** Opening PASSAGE block **

The Huangpu (Whampoa) Military Academy opened in south China's Guangzhou on May 1, 1924 with the first lessons beginning on June 16 that year by Dr. Sun Yat-sen, the forerunner of the country's democratic revolution and founder of the Kuomintang (KMT).

The academy has since cultivated many outstanding military commanders, and is deeply respected and cherished by Chinese people home and abroad.

The academy also witnessed the first cooperation between the Chinese KMT and the Communist Party of China (CPC), with Chiang Kai-shek acting as academy president and late Chinese Premier Zhou Enlai as director of the academy's political department.

When the two parties jointly launched the Northern Expedition in 1926 to end warlords' control of north China and reunify the country, Kuomintang and Communist cadets served as the backbone of the force.

The school later was moved to Taiwan after defeat of the Nationalists in China's civil war in 1949.

A special exhibition dedicated to the celebration is being held in the former site of the academy. He Jiyuan, a 92-year-old alumnus of Huangpu, found his name in a graduation yearbook there.

"It was donated by my classmate in Taiwan," He told Xinhua, expressing a wish that the Huangpu spirit be known by more people from both sides of the Strait.

Other pieces on show include graduation certificates, uniforms and journals of Huangpu students, some of which are exhibited publicly for the first time.

Li Ruomei, 86, is the daughter of Li Qifang, a vice deputy of Huangpu's surgical department. After living in the United States for 60 years, she decided to donate 48 pieces of Huangpu relics to Guangdong Museum of Revolutionary History.

"My mother gave them to me when my father passed away, and told me to preserve them properly. I've carried them with me to many places during the past 60 years, and now I have brought them back to Huangpu," Li said.

Not only alumni and their families, but also authorities and researchers across the Strait attach great importance to the preservation of Huangpu memories.

The oral history research center in Guangzhou will cooperate with the International Times in Taiwan later this year, to conduct a recording project of Huangpu alumni's history in the region.

"We've already interviewed over 70 alumni on the Chinese mainland since 2012," said Yang Qi, director of Guangdong Museum of Revolutionary History. "The stories we've collected are a valuable supplement to the written records of Huangpu."

Yang added, "As the alumni get older, it's urgent we protect and save their memories."

** Closing PASSAGE block **
** Opening DATA LISTING block **

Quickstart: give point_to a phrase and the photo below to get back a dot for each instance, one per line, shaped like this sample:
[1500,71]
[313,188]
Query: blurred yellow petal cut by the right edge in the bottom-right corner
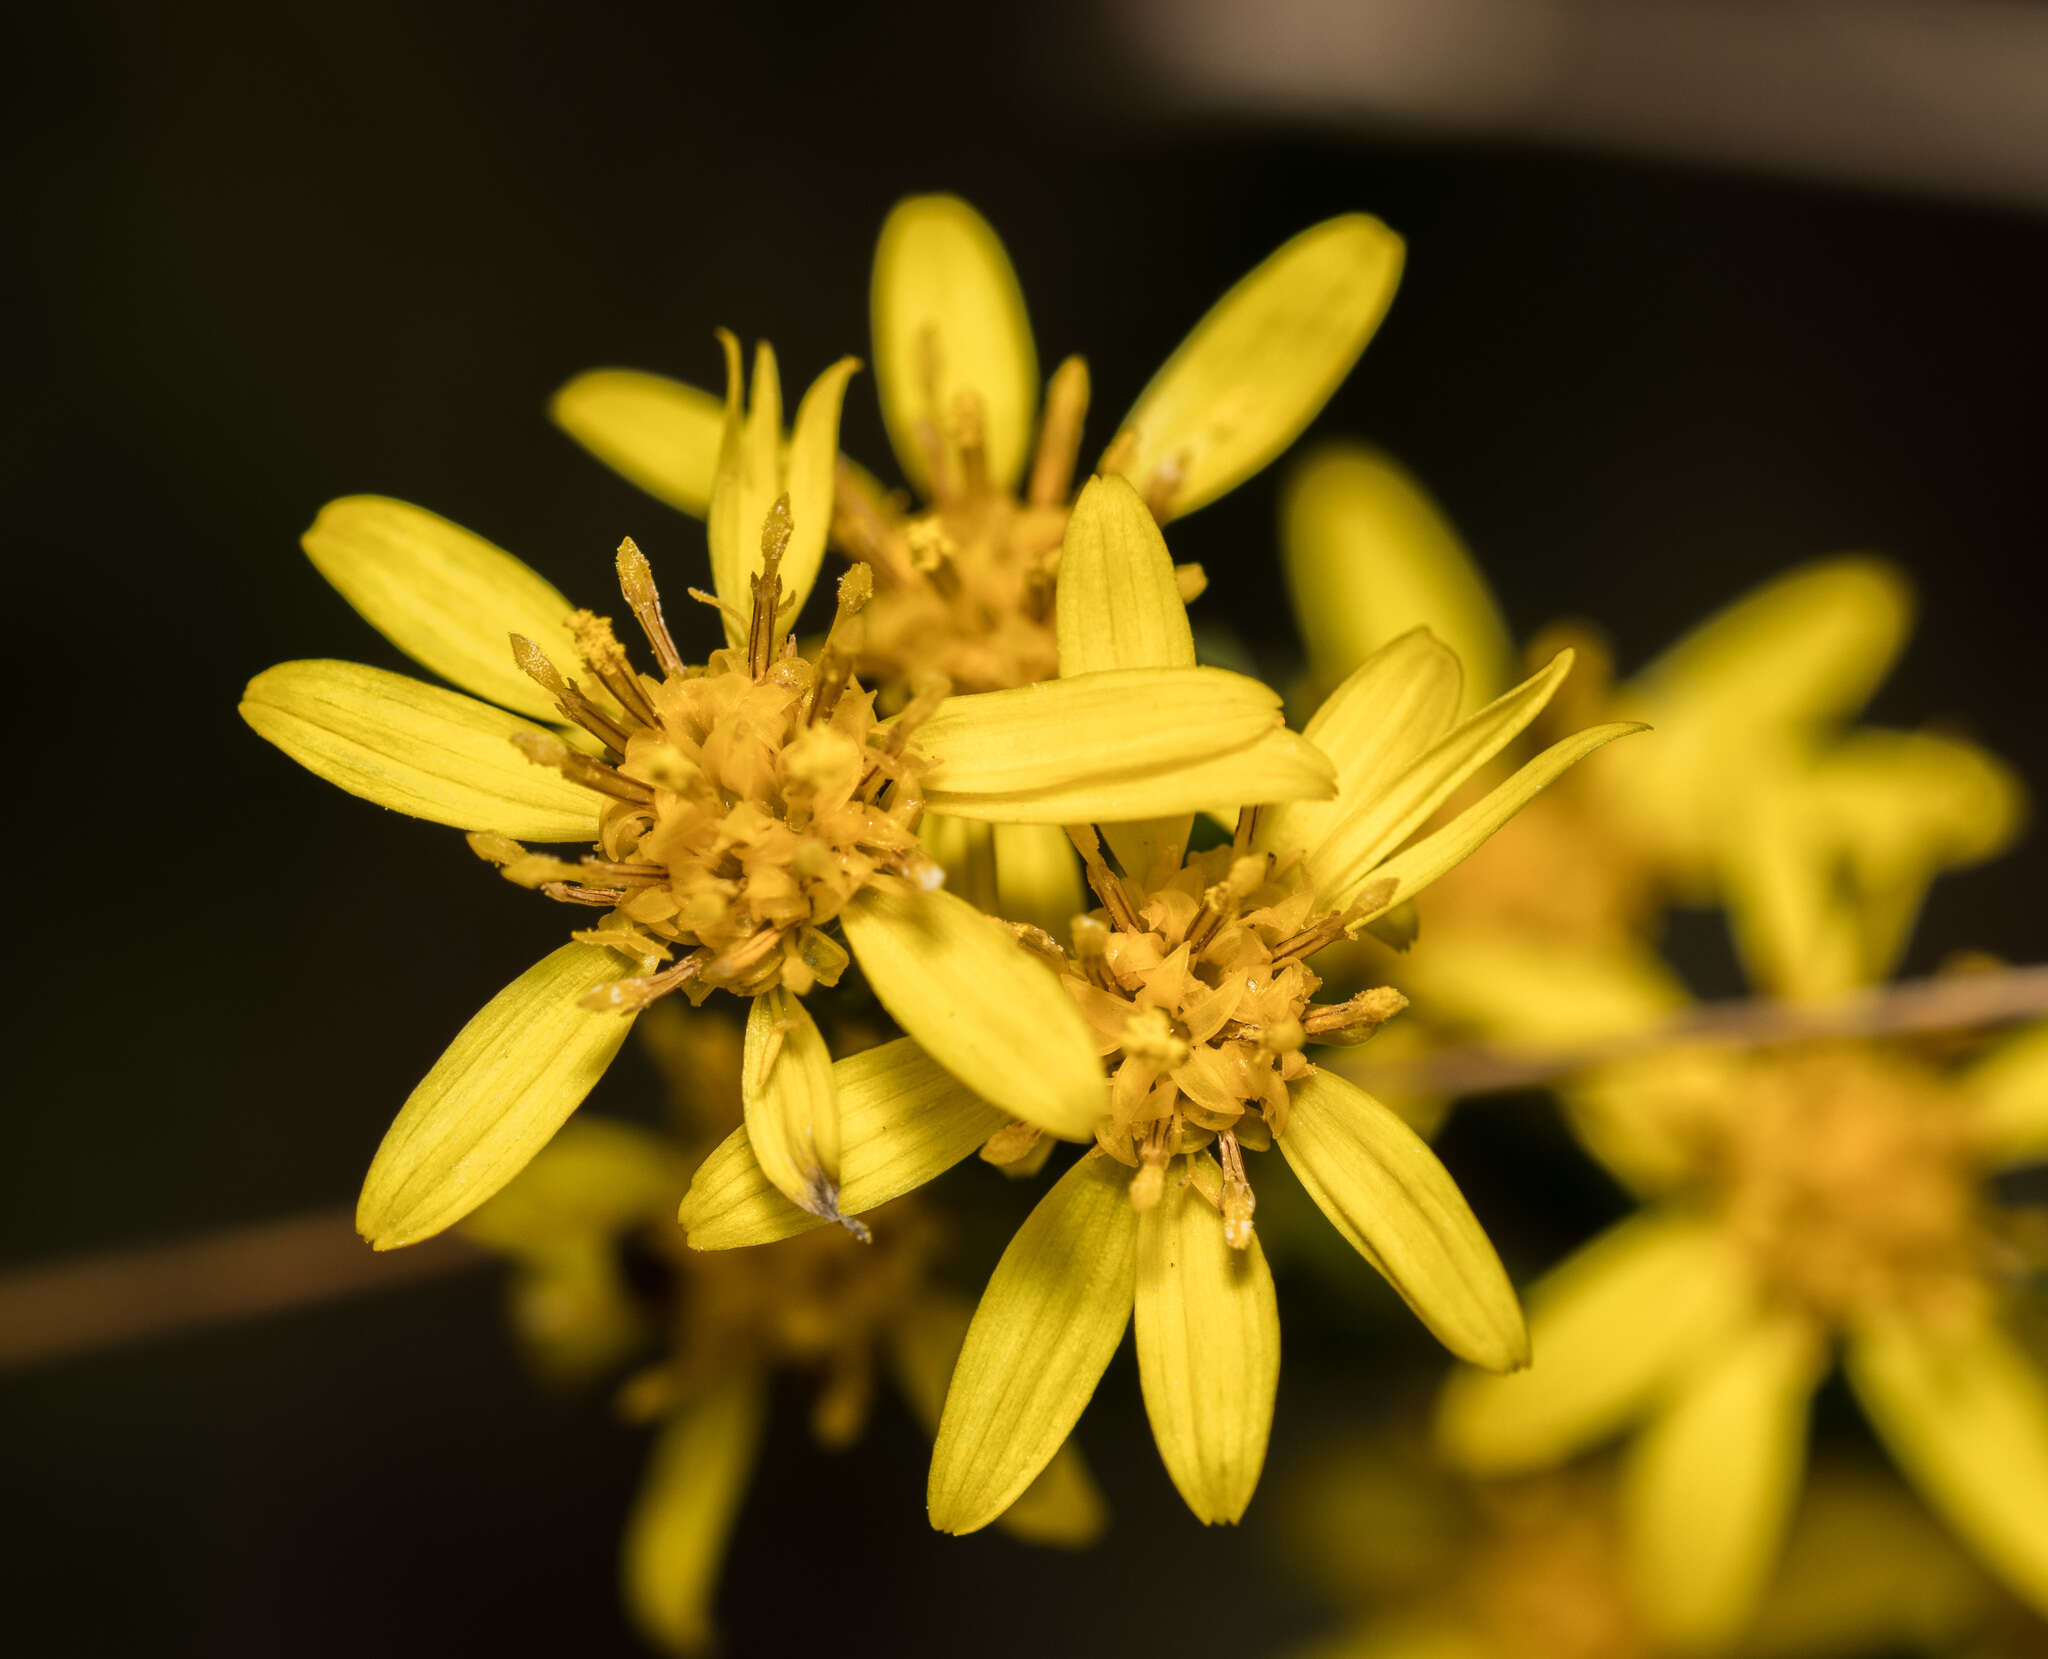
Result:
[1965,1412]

** Closing DATA LISTING block **
** Opening DATA LISTING block **

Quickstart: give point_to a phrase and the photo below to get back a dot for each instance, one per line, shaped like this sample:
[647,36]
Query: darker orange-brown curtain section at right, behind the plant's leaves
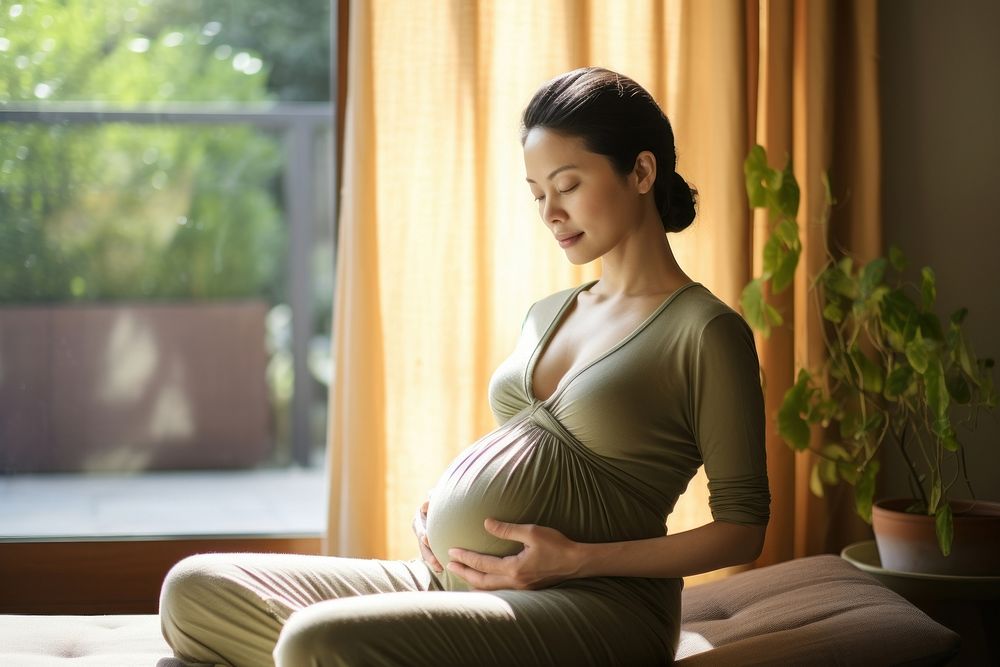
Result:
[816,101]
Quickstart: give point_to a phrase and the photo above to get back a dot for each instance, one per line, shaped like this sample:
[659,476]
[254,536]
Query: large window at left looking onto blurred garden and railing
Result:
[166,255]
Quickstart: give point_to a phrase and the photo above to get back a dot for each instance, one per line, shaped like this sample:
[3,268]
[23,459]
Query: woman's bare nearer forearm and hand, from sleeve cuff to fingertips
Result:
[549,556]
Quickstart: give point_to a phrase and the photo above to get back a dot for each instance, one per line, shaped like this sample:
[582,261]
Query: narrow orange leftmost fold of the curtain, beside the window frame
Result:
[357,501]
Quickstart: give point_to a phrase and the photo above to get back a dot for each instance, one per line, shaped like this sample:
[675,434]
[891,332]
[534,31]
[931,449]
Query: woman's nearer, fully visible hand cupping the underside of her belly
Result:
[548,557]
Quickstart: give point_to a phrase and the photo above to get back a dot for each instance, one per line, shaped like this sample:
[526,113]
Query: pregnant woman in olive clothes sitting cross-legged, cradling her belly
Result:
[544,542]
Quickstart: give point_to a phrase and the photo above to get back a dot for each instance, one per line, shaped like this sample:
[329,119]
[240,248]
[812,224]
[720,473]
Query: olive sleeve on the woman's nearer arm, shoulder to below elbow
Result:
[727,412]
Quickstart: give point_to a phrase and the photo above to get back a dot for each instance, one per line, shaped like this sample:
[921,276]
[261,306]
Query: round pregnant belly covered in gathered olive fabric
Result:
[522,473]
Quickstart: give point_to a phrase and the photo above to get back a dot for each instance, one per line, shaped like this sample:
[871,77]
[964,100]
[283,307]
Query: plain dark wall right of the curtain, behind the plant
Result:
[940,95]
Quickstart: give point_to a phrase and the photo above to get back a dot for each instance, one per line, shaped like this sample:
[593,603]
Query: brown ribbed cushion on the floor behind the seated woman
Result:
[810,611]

** Closing DATA LISTING block **
** Opening DATA LISTING block **

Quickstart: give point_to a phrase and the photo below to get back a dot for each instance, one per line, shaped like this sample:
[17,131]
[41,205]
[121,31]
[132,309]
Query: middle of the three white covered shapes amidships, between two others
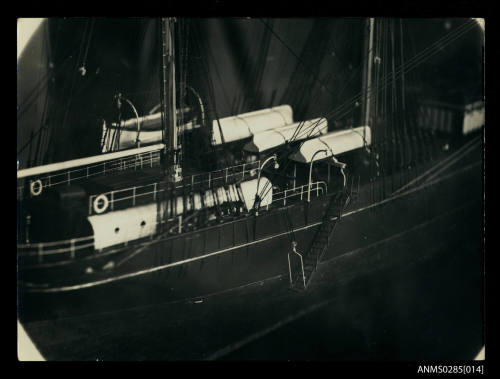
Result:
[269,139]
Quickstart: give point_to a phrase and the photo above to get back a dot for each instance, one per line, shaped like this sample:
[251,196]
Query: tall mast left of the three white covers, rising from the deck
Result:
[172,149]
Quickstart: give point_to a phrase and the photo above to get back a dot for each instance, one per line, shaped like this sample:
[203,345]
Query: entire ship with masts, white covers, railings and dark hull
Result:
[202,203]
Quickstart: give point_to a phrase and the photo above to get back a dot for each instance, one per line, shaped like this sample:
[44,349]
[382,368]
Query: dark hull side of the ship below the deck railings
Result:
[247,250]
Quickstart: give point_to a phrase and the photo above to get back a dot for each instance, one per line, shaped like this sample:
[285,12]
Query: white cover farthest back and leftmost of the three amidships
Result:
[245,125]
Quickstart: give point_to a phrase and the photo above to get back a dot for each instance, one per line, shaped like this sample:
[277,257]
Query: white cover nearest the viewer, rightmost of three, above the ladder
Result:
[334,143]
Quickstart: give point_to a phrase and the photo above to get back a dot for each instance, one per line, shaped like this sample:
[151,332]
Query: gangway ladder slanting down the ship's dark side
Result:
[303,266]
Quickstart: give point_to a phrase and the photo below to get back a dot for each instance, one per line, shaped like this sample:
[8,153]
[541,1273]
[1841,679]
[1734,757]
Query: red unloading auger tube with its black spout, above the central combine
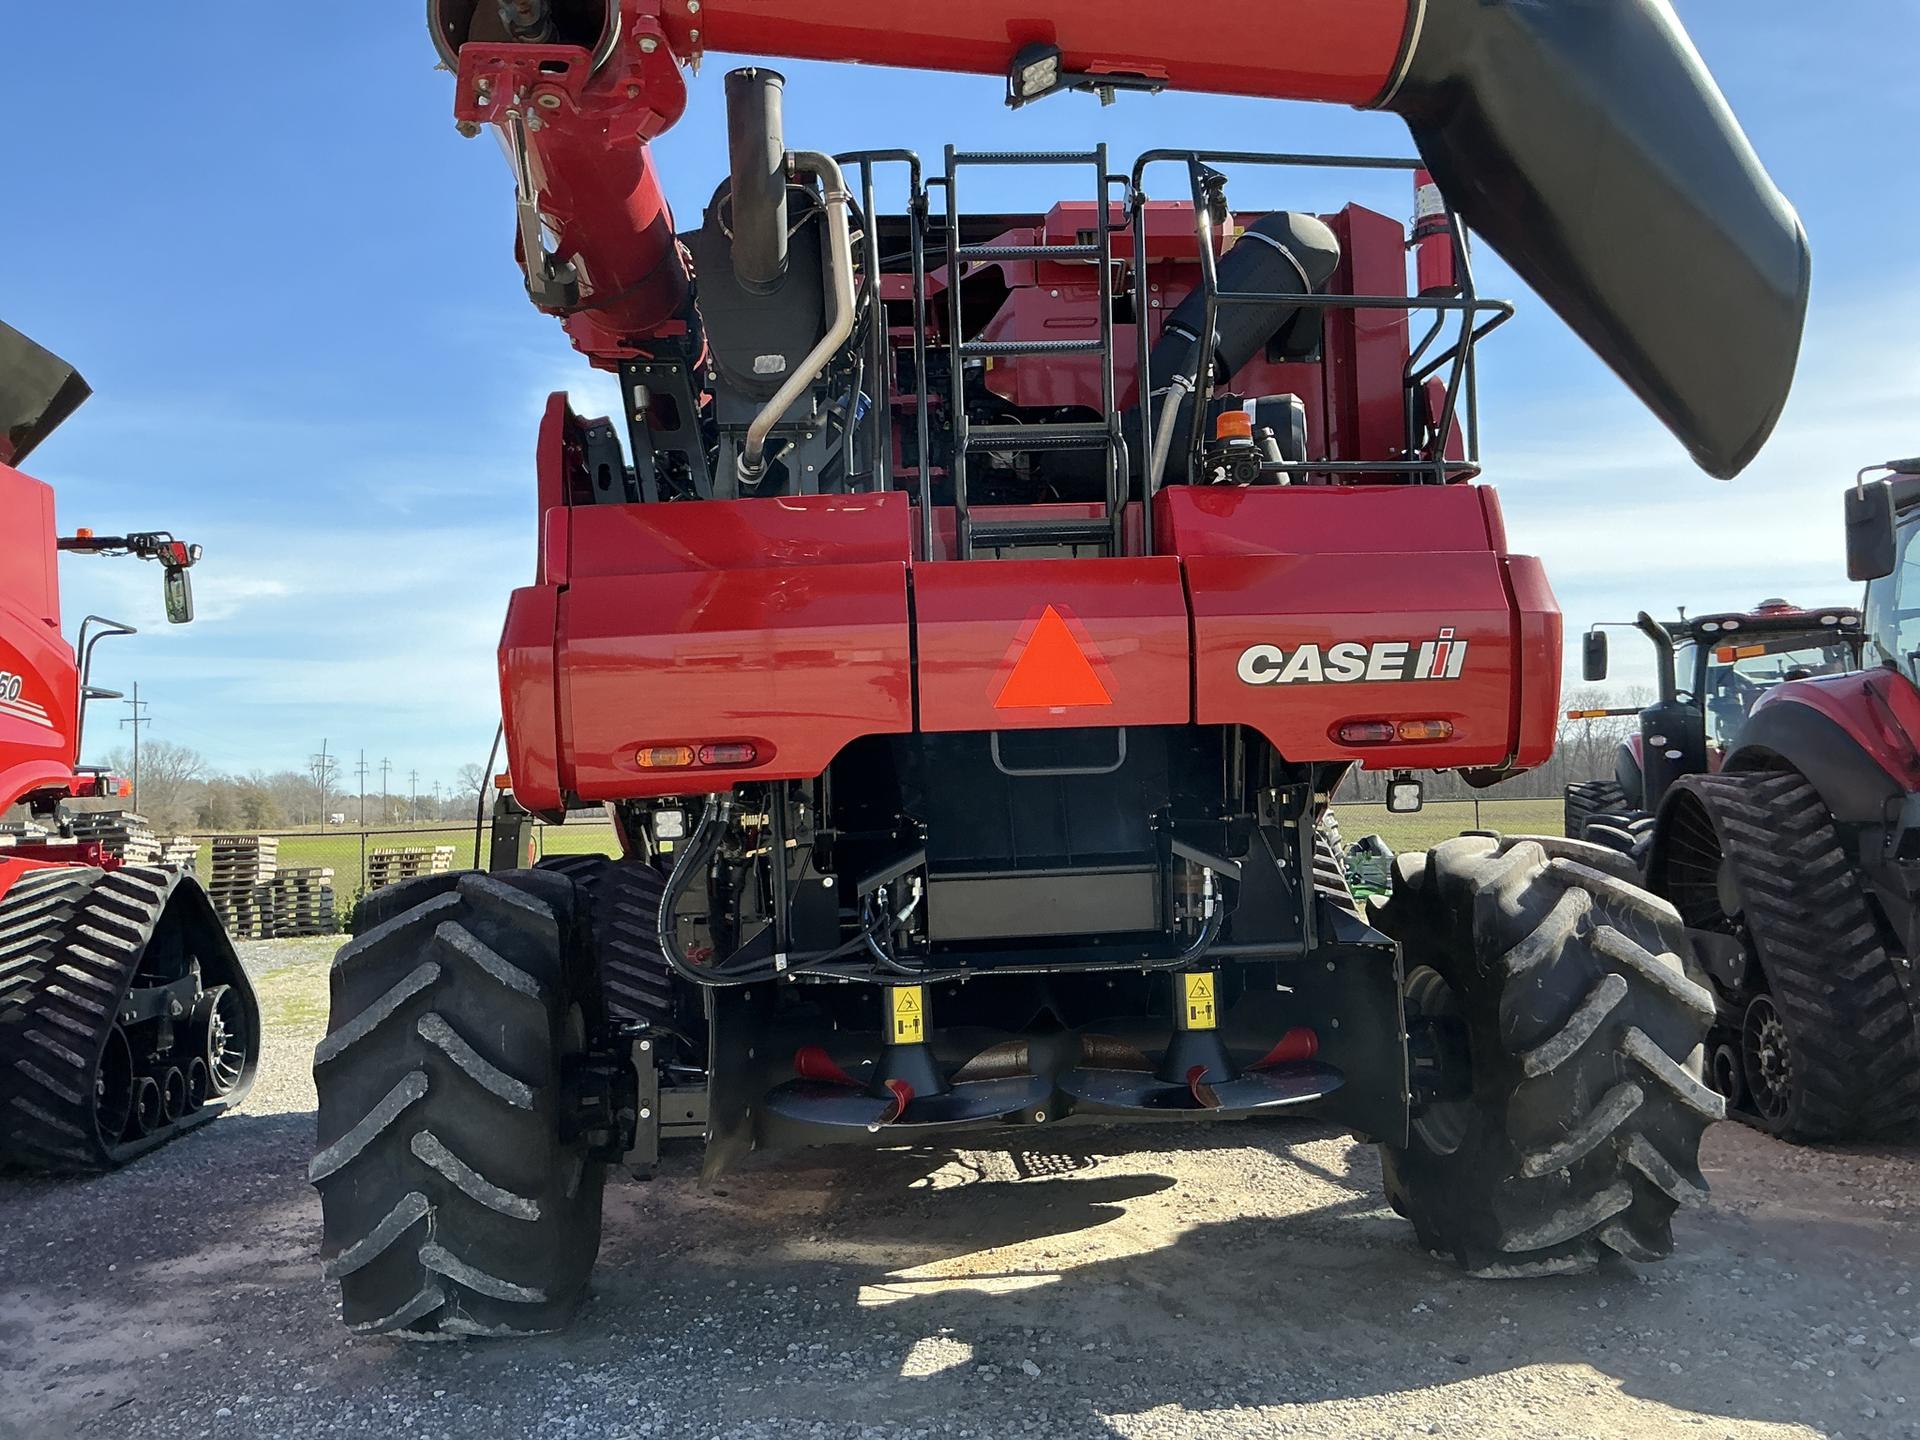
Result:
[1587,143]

** Closing DATA LISTING block **

* TASK GOAL:
Using the Huangpu Military Academy passage above, state how many pieces of Huangpu relics Li Ruomei decided to donate and which museum was to receive them.

* SOLUTION FOR THIS EXERCISE:
48 pieces, donated to Guangdong Museum of Revolutionary History.